◆ Listed records:
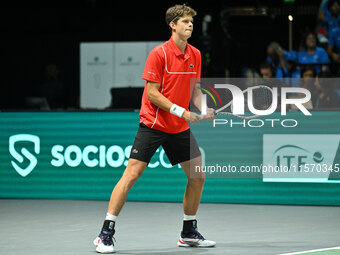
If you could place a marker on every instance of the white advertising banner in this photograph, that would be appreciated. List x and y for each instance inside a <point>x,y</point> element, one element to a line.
<point>300,158</point>
<point>110,65</point>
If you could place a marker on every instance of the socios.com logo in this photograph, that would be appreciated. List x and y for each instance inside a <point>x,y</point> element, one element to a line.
<point>74,156</point>
<point>293,155</point>
<point>24,152</point>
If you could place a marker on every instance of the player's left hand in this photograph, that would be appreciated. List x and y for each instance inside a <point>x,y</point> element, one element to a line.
<point>209,116</point>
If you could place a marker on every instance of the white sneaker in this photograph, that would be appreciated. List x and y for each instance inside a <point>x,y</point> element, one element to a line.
<point>104,242</point>
<point>194,238</point>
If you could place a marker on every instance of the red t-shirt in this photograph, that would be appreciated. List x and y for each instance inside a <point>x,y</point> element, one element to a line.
<point>167,65</point>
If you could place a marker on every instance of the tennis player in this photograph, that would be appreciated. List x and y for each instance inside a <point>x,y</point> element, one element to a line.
<point>164,119</point>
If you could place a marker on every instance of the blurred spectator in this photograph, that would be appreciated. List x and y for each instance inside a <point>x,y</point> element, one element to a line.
<point>308,75</point>
<point>334,43</point>
<point>53,89</point>
<point>313,54</point>
<point>267,70</point>
<point>328,18</point>
<point>289,74</point>
<point>327,96</point>
<point>275,55</point>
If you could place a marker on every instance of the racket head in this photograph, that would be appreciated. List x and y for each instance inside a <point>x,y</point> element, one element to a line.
<point>260,96</point>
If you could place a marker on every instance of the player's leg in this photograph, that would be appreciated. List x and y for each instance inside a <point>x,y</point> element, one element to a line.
<point>133,171</point>
<point>146,143</point>
<point>182,148</point>
<point>194,188</point>
<point>192,197</point>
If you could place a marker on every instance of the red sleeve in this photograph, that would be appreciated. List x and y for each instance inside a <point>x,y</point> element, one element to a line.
<point>154,66</point>
<point>199,67</point>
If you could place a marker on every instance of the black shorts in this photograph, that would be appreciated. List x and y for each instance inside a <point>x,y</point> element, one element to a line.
<point>178,147</point>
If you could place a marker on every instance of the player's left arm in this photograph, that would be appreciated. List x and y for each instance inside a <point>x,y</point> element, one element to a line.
<point>197,101</point>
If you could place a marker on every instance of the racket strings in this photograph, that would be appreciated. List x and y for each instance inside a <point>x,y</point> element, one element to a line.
<point>261,98</point>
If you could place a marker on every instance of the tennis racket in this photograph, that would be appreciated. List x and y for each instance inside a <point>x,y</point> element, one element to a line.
<point>261,99</point>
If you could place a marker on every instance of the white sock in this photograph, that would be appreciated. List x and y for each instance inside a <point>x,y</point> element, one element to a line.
<point>189,217</point>
<point>110,217</point>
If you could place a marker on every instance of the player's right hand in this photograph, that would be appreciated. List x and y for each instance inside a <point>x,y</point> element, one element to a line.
<point>191,117</point>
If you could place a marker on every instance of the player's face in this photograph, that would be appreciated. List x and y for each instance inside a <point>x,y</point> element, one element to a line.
<point>311,41</point>
<point>266,73</point>
<point>184,27</point>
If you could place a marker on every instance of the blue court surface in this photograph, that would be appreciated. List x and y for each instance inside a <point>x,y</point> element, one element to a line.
<point>69,227</point>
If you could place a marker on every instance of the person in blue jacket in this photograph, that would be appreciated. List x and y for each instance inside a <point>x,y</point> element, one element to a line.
<point>312,54</point>
<point>289,74</point>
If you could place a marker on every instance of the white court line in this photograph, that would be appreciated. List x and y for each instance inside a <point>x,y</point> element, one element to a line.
<point>304,252</point>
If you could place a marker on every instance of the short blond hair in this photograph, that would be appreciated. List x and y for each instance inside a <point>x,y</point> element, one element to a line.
<point>178,11</point>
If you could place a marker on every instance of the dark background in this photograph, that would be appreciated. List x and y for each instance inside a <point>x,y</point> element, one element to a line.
<point>35,34</point>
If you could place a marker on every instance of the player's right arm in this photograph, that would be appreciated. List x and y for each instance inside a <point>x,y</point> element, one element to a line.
<point>155,97</point>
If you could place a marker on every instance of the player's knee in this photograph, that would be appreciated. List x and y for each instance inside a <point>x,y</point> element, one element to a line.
<point>197,181</point>
<point>131,174</point>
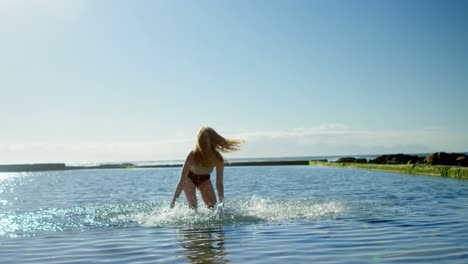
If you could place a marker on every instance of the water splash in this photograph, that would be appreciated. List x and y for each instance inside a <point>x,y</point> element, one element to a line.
<point>250,210</point>
<point>254,209</point>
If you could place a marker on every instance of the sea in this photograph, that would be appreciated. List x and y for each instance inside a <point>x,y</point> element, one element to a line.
<point>272,214</point>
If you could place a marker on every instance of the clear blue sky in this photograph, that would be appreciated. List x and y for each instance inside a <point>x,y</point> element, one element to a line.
<point>86,81</point>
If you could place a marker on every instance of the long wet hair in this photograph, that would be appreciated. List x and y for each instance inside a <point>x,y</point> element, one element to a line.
<point>210,144</point>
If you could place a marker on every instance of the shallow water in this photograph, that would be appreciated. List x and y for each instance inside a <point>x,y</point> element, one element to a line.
<point>292,214</point>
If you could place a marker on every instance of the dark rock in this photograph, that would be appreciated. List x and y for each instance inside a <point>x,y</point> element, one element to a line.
<point>462,161</point>
<point>397,159</point>
<point>346,160</point>
<point>443,158</point>
<point>351,160</point>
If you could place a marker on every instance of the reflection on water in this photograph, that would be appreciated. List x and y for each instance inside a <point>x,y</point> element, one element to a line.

◆ Exercise prompt: The response must restate each line of the material above exactly and contain no images.

◆ Solution to this exercise:
If you could place a marker on every instance of the white advertising banner in this photograph, that would be appreciated. List x and y for each instance inside a <point>x,y</point> element, one element to a line.
<point>300,158</point>
<point>110,65</point>
If you could place a marker on every instance of the socios.com logo in this photograph, that would be appreciated. List x and y for each instance inside a <point>x,y</point> element, one element to a line.
<point>74,156</point>
<point>293,155</point>
<point>24,152</point>
If you could place a marker on every instance of the player's left hand in this photograph, that would be appreciated. List x and y for each instance inside a <point>x,y</point> element, one element to a line.
<point>209,116</point>
If you could place a marker on every instance of the white sneaker in this photograph, that would be appreciated. List x and y for each instance inside a <point>x,y</point> element, one element to a line.
<point>104,242</point>
<point>194,238</point>
If you could place a marker on every instance of the red t-shirt in this photograph, that would be appreciated. List x and y for each instance inside a <point>x,y</point> element, one element to a line.
<point>167,65</point>
If you could place a marker on every instance of the tennis player in this photograph, that would be appreciated. List x and y for each instance inside a <point>x,y</point> element, one element to a line.
<point>164,119</point>
If you could place a marker on every instance of the blurred spectator in this photograph, that would be appreciated. List x and y for each instance inside a <point>x,y</point> element, one element to a line.
<point>308,75</point>
<point>334,43</point>
<point>53,89</point>
<point>313,54</point>
<point>267,70</point>
<point>328,18</point>
<point>289,74</point>
<point>327,96</point>
<point>275,55</point>
If you could place a marker on every instance of the racket head in this photograph, that would be appreciated. List x and y for each instance inside a <point>x,y</point> element, one element to a line.
<point>260,96</point>
If you could place a marker on every instance of the player's leg in this photograph, that would be appreciated. List x and y for each instance inside a <point>x,y</point> element, one element to a line.
<point>133,171</point>
<point>146,143</point>
<point>182,148</point>
<point>194,188</point>
<point>192,197</point>
If you could place a marker on every instance of the red sleeve in this photograph, that would be appreciated. List x and y for each instance inside a <point>x,y</point> element, one element to a line.
<point>154,66</point>
<point>199,67</point>
If you could place a marker on every instance of the black shorts in this photograph, that would be appreciated. List x and y for each instance inside a <point>x,y</point> element, one element to a line.
<point>178,147</point>
If you could place a marker on every instance of the player's left arm in this photograph, that would be appreciated. List x and y for each instance inside a <point>x,y</point> element, one element to a line.
<point>197,101</point>
If you could place a marker on every instance of the racket strings in this photograph, that would be appreciated. List x and y for each instance inside a <point>x,y</point> element, one element to a line.
<point>261,98</point>
If you could place a marker on every instance of the tennis racket in this photograph, that would be appreciated. List x and y for each instance inside a <point>x,y</point> element, one element to a line.
<point>261,99</point>
If you could place a marker on every instance of the white sock in this photograph, that would be appreciated. List x and y for each instance inside a <point>x,y</point> element, one element to a line.
<point>189,217</point>
<point>110,217</point>
If you could place a marker on every instance of the player's right hand in this photograph, that would be appreciated. List x and y for each instance inside a <point>x,y</point> element, one element to a line.
<point>191,117</point>
If you could place a marker on every instance of the player's face in this photograph, that would be appreciated. List x and y for each instance inside a <point>x,y</point> element, one element to a line.
<point>311,41</point>
<point>266,73</point>
<point>184,27</point>
If you could place a marker on every instance of the blue court surface in this photograph, that would be appreciated. List x and y for each instance inside a <point>x,y</point> element, one element to a line.
<point>69,227</point>
If you could place a marker on every instance of the person in blue jacket in this photograph, that would be appreciated. List x and y for each instance inside a <point>x,y</point> element, one element to a line.
<point>312,54</point>
<point>289,74</point>
If you could place a marker on every instance of the white court line in this photograph, that would be appreciated. List x and y for each instance inside a <point>x,y</point> element, one element to a line.
<point>304,252</point>
If you could place a marker on every instance of the short blond hair in this photograph, that would be appreciated. List x and y for each instance inside a <point>x,y</point> element, one element to a line.
<point>178,11</point>
If you could place a marker on every instance of the dark background in this photograph, that would be appreciated. List x and y for each instance inside a <point>x,y</point> element, one element to a line.
<point>35,34</point>
If you could place a marker on every instance of the player's right arm in this photograph, that would be appreciated. List x and y for each instance inside a <point>x,y</point> element, one element to a line.
<point>155,97</point>
If you could place a marker on every instance of the player's knee in this photograph, that would be appreciated. List x and y for each instance inside a <point>x,y</point> element, one element to a line.
<point>197,181</point>
<point>131,174</point>
If you could place a marker on every instance of the water splash in this photograph, that would be appreciated. List x and y for each instance inside a <point>x,y</point> element, one element to a line.
<point>250,210</point>
<point>254,209</point>
If you could place a marker on every instance of the sea in this photograph, that would be appreciated. List x and y for each instance inside a <point>x,y</point> element, one element to a line.
<point>272,214</point>
If you could place a marker on every instance of the clear blue sky in this photograph, that would be appreciated. List x and y for each instance inside a <point>x,y</point> element, one element to a line.
<point>86,81</point>
If you could place a marker on every instance of the long wet hair in this photograph, that would be appreciated. List x and y for each instance inside a <point>x,y</point> element, one element to a line.
<point>210,144</point>
If you could place a marker on every instance of the shallow water in this photograph, that would be appreciated. List x and y for each instance inside a <point>x,y</point> element, one element to a line.
<point>292,214</point>
If you could place a marker on every instance of the dark rock in this photograph, that would be appreciated. List x and y for each instance inside a <point>x,y</point> element, one element to a line.
<point>462,161</point>
<point>397,159</point>
<point>346,160</point>
<point>443,158</point>
<point>351,160</point>
If you could place a marker on every instance of the reflection on water in this photograph, that would be appreciated. List x and y for each instance inside a <point>x,y</point> element, one element to a line.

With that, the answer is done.